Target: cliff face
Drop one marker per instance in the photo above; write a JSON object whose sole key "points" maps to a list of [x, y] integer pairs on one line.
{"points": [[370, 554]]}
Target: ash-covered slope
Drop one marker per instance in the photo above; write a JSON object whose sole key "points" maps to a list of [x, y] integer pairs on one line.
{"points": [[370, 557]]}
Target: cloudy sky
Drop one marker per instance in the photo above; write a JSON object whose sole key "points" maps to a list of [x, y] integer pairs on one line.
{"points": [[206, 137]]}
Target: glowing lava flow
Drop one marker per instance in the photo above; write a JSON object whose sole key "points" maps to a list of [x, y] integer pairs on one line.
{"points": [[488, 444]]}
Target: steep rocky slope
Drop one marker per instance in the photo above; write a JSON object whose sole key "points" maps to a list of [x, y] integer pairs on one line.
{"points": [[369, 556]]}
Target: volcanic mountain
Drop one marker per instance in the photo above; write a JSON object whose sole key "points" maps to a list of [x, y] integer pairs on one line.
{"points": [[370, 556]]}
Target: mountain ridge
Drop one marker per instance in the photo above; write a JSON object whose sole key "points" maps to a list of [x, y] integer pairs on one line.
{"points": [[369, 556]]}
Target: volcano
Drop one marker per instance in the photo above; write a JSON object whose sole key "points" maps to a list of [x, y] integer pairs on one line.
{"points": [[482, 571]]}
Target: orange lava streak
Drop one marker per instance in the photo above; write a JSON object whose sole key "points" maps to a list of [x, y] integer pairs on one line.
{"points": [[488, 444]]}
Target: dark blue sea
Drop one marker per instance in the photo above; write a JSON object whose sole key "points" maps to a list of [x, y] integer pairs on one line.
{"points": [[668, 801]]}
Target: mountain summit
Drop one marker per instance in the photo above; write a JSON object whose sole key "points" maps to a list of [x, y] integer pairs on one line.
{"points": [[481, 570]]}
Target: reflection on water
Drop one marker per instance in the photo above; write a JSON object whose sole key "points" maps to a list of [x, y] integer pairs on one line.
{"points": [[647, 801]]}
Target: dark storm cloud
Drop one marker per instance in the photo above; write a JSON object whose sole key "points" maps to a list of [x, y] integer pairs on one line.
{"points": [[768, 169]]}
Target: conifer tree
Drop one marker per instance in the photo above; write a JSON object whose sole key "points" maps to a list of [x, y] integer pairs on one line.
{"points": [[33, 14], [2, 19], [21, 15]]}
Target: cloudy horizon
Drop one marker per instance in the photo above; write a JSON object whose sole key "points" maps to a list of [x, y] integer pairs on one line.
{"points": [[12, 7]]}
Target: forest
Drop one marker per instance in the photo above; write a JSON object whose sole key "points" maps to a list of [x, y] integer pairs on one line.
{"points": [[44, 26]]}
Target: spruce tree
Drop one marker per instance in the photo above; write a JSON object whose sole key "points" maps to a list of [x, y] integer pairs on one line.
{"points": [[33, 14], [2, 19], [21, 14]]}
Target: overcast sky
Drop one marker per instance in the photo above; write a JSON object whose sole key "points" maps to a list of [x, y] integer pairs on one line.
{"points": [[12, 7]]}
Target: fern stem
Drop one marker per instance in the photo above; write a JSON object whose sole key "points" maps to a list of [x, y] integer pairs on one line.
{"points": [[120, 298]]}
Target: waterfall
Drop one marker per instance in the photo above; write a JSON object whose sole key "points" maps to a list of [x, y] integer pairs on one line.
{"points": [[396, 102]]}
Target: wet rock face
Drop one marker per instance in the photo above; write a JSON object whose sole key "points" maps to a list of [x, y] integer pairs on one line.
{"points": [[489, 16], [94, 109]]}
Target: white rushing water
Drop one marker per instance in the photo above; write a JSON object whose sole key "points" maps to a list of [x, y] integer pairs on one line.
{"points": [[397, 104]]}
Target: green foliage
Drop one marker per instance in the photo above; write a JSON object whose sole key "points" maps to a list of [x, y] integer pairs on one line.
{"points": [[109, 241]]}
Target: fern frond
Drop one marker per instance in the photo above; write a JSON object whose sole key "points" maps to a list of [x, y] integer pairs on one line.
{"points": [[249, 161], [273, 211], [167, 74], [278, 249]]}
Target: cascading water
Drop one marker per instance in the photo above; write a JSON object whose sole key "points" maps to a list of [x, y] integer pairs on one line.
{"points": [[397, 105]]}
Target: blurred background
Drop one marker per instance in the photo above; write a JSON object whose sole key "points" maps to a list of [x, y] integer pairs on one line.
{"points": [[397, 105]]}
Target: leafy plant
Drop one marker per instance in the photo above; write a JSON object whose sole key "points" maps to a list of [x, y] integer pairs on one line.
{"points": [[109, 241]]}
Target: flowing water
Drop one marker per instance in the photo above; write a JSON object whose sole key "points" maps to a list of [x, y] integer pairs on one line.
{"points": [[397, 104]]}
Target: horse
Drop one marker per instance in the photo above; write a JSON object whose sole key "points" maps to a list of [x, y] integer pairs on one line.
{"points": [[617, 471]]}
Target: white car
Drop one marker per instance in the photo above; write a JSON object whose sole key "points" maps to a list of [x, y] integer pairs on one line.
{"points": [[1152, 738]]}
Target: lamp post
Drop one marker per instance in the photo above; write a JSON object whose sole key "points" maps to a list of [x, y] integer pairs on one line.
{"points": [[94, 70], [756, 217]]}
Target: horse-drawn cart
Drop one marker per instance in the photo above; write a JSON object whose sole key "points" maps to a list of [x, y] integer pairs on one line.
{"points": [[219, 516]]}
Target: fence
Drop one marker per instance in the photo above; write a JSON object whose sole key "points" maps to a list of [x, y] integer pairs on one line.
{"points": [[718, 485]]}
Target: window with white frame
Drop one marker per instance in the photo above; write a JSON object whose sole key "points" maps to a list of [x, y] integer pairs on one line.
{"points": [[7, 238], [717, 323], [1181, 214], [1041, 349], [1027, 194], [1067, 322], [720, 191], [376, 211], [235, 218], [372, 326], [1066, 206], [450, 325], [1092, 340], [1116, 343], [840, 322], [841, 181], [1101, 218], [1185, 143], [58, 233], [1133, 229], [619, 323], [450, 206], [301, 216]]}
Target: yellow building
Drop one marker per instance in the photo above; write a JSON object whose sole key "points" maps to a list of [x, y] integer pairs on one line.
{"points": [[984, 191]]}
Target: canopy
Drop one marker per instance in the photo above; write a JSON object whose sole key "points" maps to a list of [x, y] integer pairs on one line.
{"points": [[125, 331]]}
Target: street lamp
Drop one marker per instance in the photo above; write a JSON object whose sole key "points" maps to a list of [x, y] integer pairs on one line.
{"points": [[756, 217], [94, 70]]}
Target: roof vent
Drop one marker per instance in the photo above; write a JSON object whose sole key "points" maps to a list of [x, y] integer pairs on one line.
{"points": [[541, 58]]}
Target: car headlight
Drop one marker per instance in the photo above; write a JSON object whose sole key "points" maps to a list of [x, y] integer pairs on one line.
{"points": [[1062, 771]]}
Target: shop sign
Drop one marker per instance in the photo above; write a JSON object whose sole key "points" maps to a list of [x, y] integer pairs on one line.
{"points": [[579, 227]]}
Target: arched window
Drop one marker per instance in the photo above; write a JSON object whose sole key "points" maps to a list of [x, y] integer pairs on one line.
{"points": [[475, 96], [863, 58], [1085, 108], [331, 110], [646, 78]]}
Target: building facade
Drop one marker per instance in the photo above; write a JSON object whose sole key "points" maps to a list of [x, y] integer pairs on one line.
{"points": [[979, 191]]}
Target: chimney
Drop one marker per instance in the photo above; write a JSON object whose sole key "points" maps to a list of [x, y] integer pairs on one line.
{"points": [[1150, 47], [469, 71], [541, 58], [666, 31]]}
··········
## WRITTEN EXERCISE
Copy verbatim every line from the one containing "Target: chimney" through the final line of the rows above, including both of these lines.

## ANSWER
Target: chimney
Drop one marker per instance in the photo above; write a JSON object whose sole key "points" maps to a list of [x, y] integer pairs on one line.
{"points": [[1150, 47], [469, 71], [541, 58], [666, 31]]}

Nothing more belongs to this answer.